→ REQUIREMENT:
Begin at the line containing "Target: ember" in the data below and go on through the line containing "point(985, 690)", repeating each line exactly; include both ends and no other line.

Stored entries
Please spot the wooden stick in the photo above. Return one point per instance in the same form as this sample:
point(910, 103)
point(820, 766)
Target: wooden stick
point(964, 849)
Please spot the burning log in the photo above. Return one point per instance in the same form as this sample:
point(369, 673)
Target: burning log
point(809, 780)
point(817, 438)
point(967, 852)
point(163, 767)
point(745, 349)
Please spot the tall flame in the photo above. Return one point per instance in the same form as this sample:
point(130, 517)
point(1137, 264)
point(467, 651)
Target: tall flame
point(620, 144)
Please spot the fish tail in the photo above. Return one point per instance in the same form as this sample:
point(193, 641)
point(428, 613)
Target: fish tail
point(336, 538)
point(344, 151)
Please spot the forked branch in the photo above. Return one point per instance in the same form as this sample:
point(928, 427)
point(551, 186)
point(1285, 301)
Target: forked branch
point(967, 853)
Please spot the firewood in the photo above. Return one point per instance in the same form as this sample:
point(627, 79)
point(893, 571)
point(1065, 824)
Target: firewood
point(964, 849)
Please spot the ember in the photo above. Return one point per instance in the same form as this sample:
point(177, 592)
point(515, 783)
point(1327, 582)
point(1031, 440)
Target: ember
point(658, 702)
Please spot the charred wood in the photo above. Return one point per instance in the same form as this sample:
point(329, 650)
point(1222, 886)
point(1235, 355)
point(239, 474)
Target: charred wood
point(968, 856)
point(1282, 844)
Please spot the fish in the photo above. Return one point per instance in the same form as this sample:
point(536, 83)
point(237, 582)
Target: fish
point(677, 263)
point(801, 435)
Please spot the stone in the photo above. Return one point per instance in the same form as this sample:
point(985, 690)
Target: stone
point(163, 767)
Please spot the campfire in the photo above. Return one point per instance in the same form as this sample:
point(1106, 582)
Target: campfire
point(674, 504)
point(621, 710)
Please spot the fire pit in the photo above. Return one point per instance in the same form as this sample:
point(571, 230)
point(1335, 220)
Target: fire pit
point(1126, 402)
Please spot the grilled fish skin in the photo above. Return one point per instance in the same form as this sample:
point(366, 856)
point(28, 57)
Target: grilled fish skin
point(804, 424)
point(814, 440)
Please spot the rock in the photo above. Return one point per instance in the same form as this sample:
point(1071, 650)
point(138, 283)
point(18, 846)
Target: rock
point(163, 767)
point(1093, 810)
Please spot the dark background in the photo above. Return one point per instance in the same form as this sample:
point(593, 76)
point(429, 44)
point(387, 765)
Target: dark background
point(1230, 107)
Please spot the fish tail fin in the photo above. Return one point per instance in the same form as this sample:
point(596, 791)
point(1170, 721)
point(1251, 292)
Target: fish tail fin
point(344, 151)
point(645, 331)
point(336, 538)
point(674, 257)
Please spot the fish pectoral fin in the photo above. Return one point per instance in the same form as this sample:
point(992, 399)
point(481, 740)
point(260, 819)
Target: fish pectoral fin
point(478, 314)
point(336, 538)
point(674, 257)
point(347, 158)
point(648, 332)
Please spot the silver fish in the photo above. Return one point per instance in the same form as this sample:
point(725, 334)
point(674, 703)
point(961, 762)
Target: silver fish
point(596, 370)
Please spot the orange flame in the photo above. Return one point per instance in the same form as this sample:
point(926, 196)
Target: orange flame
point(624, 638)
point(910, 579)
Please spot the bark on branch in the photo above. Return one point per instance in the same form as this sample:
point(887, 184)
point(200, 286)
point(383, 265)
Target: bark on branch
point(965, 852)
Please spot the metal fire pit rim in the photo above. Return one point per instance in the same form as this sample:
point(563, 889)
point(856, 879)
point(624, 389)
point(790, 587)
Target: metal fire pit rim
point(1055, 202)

→ TASK OUTPUT:
Target: ember
point(658, 702)
Please spot the charred wood in the photo above. Return one point per instance in the same form as this sample:
point(329, 650)
point(1222, 886)
point(1235, 355)
point(239, 474)
Target: charred wood
point(968, 856)
point(1282, 844)
Please spot the fish in the photo above. Return one point per instance in the same form as this sample:
point(536, 83)
point(237, 582)
Target: fish
point(677, 263)
point(801, 435)
Please spot the stone in the photo above. Return one point per instance in the same form as this sample:
point(985, 690)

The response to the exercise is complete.